• **Exercise aim**: Make an exact transcription of the material, leaving out all images.
----- Data lines
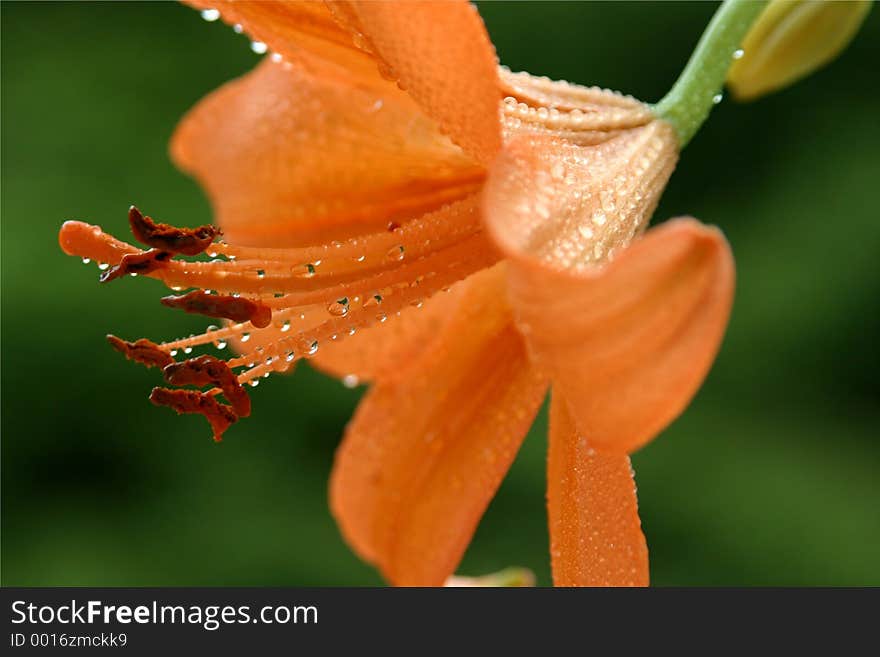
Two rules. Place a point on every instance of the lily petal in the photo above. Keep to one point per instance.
(385, 350)
(628, 344)
(289, 158)
(423, 456)
(570, 206)
(438, 51)
(595, 532)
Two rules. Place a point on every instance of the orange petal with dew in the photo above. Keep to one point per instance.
(385, 350)
(595, 533)
(628, 344)
(571, 206)
(439, 52)
(424, 455)
(289, 158)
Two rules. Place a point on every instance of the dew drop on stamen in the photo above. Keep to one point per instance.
(306, 271)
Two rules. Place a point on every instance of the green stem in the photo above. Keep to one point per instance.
(698, 88)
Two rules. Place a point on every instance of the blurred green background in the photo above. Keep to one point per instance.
(770, 478)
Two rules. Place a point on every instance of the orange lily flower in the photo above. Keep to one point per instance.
(379, 165)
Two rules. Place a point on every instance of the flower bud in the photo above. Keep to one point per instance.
(790, 40)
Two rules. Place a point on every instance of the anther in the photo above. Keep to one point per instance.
(220, 416)
(142, 351)
(188, 241)
(237, 309)
(207, 370)
(137, 263)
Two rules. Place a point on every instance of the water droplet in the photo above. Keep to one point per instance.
(374, 300)
(339, 308)
(396, 253)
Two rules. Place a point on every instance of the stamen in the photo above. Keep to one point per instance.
(220, 416)
(207, 370)
(282, 303)
(141, 351)
(136, 263)
(188, 241)
(237, 309)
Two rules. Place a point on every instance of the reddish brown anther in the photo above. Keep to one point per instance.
(218, 415)
(142, 351)
(238, 309)
(207, 370)
(137, 263)
(188, 241)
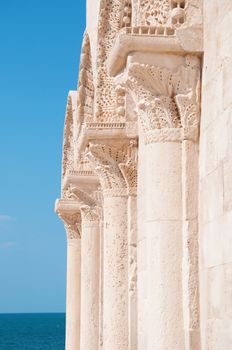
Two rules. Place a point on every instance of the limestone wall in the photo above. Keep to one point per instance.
(216, 178)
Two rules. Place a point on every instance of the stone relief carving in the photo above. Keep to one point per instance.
(85, 83)
(68, 150)
(72, 223)
(90, 207)
(116, 170)
(166, 99)
(114, 15)
(161, 12)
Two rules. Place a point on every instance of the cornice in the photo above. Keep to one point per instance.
(153, 40)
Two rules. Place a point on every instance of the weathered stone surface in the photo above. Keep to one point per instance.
(146, 194)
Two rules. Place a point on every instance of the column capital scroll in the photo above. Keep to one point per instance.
(71, 217)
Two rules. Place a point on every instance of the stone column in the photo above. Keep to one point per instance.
(90, 270)
(129, 171)
(168, 112)
(72, 220)
(107, 162)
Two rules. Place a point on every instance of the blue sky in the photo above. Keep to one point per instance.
(39, 55)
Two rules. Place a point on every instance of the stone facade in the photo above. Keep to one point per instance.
(146, 195)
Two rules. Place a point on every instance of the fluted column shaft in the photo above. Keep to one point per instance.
(115, 289)
(163, 203)
(90, 276)
(132, 269)
(69, 213)
(73, 294)
(167, 98)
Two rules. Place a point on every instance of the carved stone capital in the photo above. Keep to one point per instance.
(168, 101)
(117, 169)
(90, 205)
(69, 213)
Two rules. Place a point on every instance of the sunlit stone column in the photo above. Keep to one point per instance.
(168, 110)
(90, 269)
(69, 212)
(107, 162)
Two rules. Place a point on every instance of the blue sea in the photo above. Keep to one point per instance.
(32, 331)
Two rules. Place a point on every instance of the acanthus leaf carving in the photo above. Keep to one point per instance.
(90, 207)
(72, 223)
(166, 99)
(116, 168)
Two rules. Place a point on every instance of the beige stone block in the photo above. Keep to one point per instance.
(164, 178)
(211, 196)
(223, 8)
(142, 257)
(226, 230)
(211, 95)
(223, 36)
(227, 185)
(219, 292)
(218, 335)
(227, 82)
(165, 313)
(190, 179)
(214, 145)
(211, 244)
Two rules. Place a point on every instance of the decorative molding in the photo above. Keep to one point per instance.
(116, 168)
(114, 15)
(90, 207)
(161, 12)
(72, 223)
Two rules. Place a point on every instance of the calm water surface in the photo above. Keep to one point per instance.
(32, 331)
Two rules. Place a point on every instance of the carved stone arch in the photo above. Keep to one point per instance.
(85, 87)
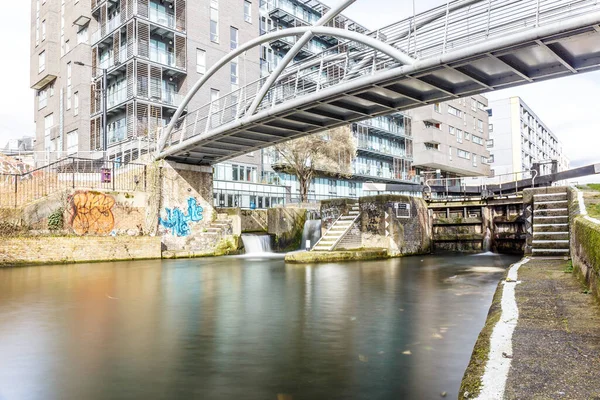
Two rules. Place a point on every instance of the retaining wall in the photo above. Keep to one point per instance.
(70, 249)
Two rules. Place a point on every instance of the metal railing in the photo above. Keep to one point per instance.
(454, 26)
(459, 184)
(17, 190)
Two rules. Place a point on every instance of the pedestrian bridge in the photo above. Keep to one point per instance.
(460, 49)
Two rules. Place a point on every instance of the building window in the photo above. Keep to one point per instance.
(72, 142)
(42, 98)
(214, 25)
(42, 61)
(247, 11)
(455, 111)
(477, 140)
(200, 61)
(233, 38)
(76, 103)
(82, 35)
(48, 125)
(234, 73)
(463, 154)
(68, 86)
(214, 95)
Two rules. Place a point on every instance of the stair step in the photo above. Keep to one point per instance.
(550, 251)
(559, 212)
(550, 219)
(550, 244)
(550, 195)
(551, 235)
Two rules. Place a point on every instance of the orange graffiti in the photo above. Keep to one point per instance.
(92, 213)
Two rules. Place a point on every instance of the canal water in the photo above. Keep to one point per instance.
(243, 328)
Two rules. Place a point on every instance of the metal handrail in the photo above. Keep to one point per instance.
(441, 30)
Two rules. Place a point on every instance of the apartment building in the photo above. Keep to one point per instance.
(451, 138)
(519, 138)
(384, 144)
(143, 55)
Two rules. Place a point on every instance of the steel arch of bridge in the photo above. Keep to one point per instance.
(429, 58)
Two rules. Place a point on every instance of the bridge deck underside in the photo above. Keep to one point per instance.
(546, 58)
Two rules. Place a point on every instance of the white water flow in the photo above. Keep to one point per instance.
(487, 241)
(256, 244)
(312, 233)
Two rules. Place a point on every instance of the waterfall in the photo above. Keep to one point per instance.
(487, 241)
(256, 244)
(312, 232)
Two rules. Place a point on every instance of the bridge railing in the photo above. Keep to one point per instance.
(447, 28)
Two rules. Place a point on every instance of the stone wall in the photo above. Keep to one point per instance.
(584, 243)
(70, 249)
(286, 225)
(185, 208)
(383, 223)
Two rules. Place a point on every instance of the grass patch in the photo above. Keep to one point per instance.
(568, 268)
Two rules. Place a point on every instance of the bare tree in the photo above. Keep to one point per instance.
(330, 152)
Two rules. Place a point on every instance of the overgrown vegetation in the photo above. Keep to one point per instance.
(55, 220)
(568, 268)
(330, 152)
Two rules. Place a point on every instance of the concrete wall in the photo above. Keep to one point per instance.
(381, 225)
(71, 249)
(286, 225)
(584, 244)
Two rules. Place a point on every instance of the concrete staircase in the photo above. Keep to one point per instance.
(337, 231)
(550, 225)
(212, 234)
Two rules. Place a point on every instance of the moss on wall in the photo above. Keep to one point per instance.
(585, 249)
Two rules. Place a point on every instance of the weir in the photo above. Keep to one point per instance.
(257, 244)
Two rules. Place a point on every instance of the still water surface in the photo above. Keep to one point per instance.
(234, 328)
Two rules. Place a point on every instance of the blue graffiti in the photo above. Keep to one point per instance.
(178, 222)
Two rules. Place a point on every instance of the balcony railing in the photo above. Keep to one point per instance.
(109, 27)
(162, 57)
(162, 18)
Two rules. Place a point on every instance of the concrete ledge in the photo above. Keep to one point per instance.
(73, 249)
(333, 256)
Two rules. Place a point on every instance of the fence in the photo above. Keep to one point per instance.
(17, 190)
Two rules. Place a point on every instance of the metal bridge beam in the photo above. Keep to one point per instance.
(322, 30)
(289, 57)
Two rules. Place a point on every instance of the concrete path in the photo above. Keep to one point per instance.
(556, 345)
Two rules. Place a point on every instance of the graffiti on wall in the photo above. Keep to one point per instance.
(178, 221)
(91, 213)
----------
• **In response**:
Two rules. Place a point on every instance of the lily petal in the photo above. Keep to one point per instance.
(385, 350)
(628, 344)
(289, 158)
(423, 456)
(570, 206)
(438, 51)
(595, 532)
Two rules. Place a point on every instance of the orange petal with dew in the photo above. Keep to one point per instance.
(385, 350)
(595, 533)
(628, 344)
(571, 206)
(439, 52)
(424, 455)
(289, 158)
Two rules. Place a point on every instance of the dew drop on stamen in the photo above. Keep to one point per instance.
(306, 271)
Two rules. Place a point on every instance of the green stem in the photo above. Keep to one point per instance.
(698, 88)
Two rules. Place a point on every instance of the blurred green background in the photo above. Keep to one point per instance.
(770, 478)
Two rules. Place a point on every instance of the orange lily flower in the photo above. Keep to one point per instance.
(379, 165)
Two rules. Place a point on every instance of the flower bud in the photo above. Keep to one point per instance.
(790, 40)
Two rules. Place a point on every instance of the anther in the photo above. Keep to one point per instance.
(220, 416)
(142, 351)
(188, 241)
(237, 309)
(207, 370)
(137, 263)
Two rules. Place a point on every instance of the water droplet in the photo above. Keep to one point per instance.
(374, 300)
(339, 308)
(396, 253)
Two rules. Place a point on every instance of the stamen in the photo above. Keep to one point per instance.
(220, 416)
(207, 370)
(282, 303)
(141, 351)
(136, 263)
(188, 241)
(237, 309)
Two rules. Place a point on every instance of the reddish brown anther in the photo above. Keep to one point per instance.
(218, 415)
(142, 351)
(238, 309)
(207, 370)
(137, 263)
(188, 241)
Two rules. Place a point on every instance of the limestone wall in the photo above. Keep to one point per instance.
(216, 178)
Two rules. Place a point on every instance of the stone relief carving in the photo above. Keep to one point per instance.
(85, 83)
(68, 150)
(72, 223)
(90, 207)
(116, 170)
(166, 99)
(114, 15)
(161, 12)
Two rules. Place a point on every instance of the cornice in the photo above. Keep to one point per instance.
(153, 40)
Two rules. Place a point on every instance of the weathered stone surface in the photo above. Keep to one point per instance.
(146, 194)
Two rules. Place a point on every instance of the column capital scroll in the photo above. Keep to one point per instance.
(71, 217)
Two rules. Place a point on every instance of the stone column in the photo above. Keep to one point per instance.
(90, 270)
(129, 171)
(168, 112)
(72, 220)
(107, 162)
Two rules. Place a point on every instance of the blue sky in the photo above. Keep to one point per instance.
(39, 55)
Two rules. Place a point on every instance of the stone facade in the photo above. Keep to one point per instance.
(146, 195)
Two rules. Place a point on every instance of the fluted column shaft in the photo above. Keep to one point per instance.
(115, 289)
(163, 203)
(90, 276)
(132, 269)
(69, 213)
(73, 294)
(167, 98)
Two rules. Place a point on every instance of the carved stone capital in the photo above. Keep to one point per instance.
(168, 101)
(117, 169)
(90, 205)
(69, 213)
Two rules. Place a point on every instance of the sunlit stone column in the photo above. Keep to one point per instance.
(168, 110)
(90, 269)
(69, 212)
(107, 162)
Two rules. Place a point on every instance of the blue sea in the photo above. Keep to one point per instance.
(32, 331)
Two rules. Place a point on every instance of the acanthus leaf carving in the photo above. Keep to one point per instance.
(90, 207)
(72, 223)
(166, 99)
(116, 168)
Two rules. Place a point on every instance of the beige stone block in the photo above. Keep to one point per instance.
(164, 178)
(211, 196)
(223, 8)
(142, 257)
(226, 230)
(211, 95)
(223, 36)
(227, 185)
(219, 292)
(218, 335)
(227, 82)
(165, 313)
(190, 179)
(214, 145)
(211, 244)
Two rules. Place a point on every instance of the decorative molding in the photo above. Keep to one point per instance.
(116, 168)
(114, 15)
(90, 207)
(161, 12)
(72, 223)
Two rules. Place a point on every instance of the calm water surface in the photo above. Keep to one point per instance.
(32, 331)
Two rules. Place a point on every instance of the carved stone arch in the photo above. Keep to one point per instance.
(85, 87)
Two rules. Place a point on every instance of the retaining wall in the photo above. Keep to one point per instance.
(70, 249)
Two rules. Place a point on every instance of the metal railing in the photo above. Keep to one point per instance.
(454, 26)
(459, 184)
(17, 190)
Two rules. Place a point on every instance of the pedestrian bridge in the photo above. Keep to one point per instance.
(460, 49)
Two rules. Place a point on every instance of the building window in the photo above. Keep to one point per instance.
(72, 142)
(42, 98)
(214, 25)
(42, 61)
(247, 11)
(455, 111)
(477, 140)
(200, 61)
(233, 38)
(76, 103)
(82, 35)
(48, 125)
(234, 73)
(463, 154)
(68, 86)
(214, 95)
Two rules. Place a point on every instance of the stair step in the photo above. Keep to one point per instance.
(550, 251)
(559, 212)
(550, 219)
(550, 244)
(550, 195)
(551, 235)
Two rules. Place a point on every instance of the orange graffiti in the photo above. Keep to one point per instance.
(92, 213)
Two rules. Place a point on every instance of the canal water in the photo above. Keep to one point per instance.
(243, 328)
Two rules. Place a point on every instance of the metal handrail in the photo above. Keep to one point per instance.
(441, 30)
Two rules. Place a point on every instance of the apartment building in the photo above. Keep to one point per instance.
(451, 138)
(519, 138)
(384, 144)
(143, 55)
Two rules. Place a point on every instance of the steel arch of bridge in the photo above. Keep to one point per instance.
(429, 58)
Two rules. Place a point on every instance of the bridge deck underside in the photo above. Keep to one point per instance.
(546, 58)
Two rules. Place a point on every instance of the white water flow in the photo above. Keep to one point per instance.
(487, 241)
(256, 244)
(312, 233)
Two rules. Place a point on every instance of the waterfall in the photo above. Keep to one point per instance.
(487, 241)
(256, 244)
(312, 232)
Two rules. Place a point on every instance of the bridge railing in the photo above. Keep to one point per instance.
(447, 28)
Two rules. Place a point on every instance of the stone wall in the photo above. Keep to one point per instance.
(584, 243)
(70, 249)
(286, 225)
(185, 208)
(383, 223)
Two rules. Place a point on every instance of the grass patch in the photo above. Keep to one point per instance.
(568, 268)
Two rules. Place a point on every instance of the bare tree in the photo above. Keep to one point per instance.
(330, 152)
Two rules. Place a point on every instance of the overgrown vegetation in the photo above. Keep to one point per instance.
(55, 220)
(568, 268)
(330, 152)
Two rules. Place a point on every instance of the concrete wall in the photo above. Keep to one point per instance.
(381, 225)
(71, 249)
(286, 225)
(584, 244)
Two rules. Place a point on every instance of the concrete staircase in the photo above. Keep to one point per instance.
(337, 231)
(550, 225)
(212, 234)
Two rules. Place a point on every instance of the moss on wall in the photo above. Keep to one point per instance.
(585, 249)
Two rules. Place a point on every instance of the weir in the photo above. Keep to one point per instance.
(257, 244)
Two rules. Place a point on every instance of the still water surface in the photo above. Keep to one point per instance.
(234, 328)
Two rules. Place a point on every instance of the blue graffiti in the photo above. Keep to one point per instance.
(178, 222)
Two rules. Place a point on every instance of the balcony railing in the photo above. Keep to one point per instance.
(109, 27)
(162, 57)
(162, 18)
Two rules. Place a point on every instance of the concrete ledge in the photo above. Keep to one point per instance.
(73, 249)
(333, 256)
Two rules. Place a point on every instance of the fence in the photo above. Keep to one point per instance.
(17, 190)
Two rules. Place a point on every instance of the metal bridge beam in the photo above. Keep to one point per instance.
(322, 30)
(289, 57)
Two rules. Place a point on every instance of the concrete path in the photo above. Keep to one point per instance.
(556, 345)
Two rules. Place a point on every instance of the graffiti on wall in the photo above. Keep to one point per instance.
(178, 221)
(91, 213)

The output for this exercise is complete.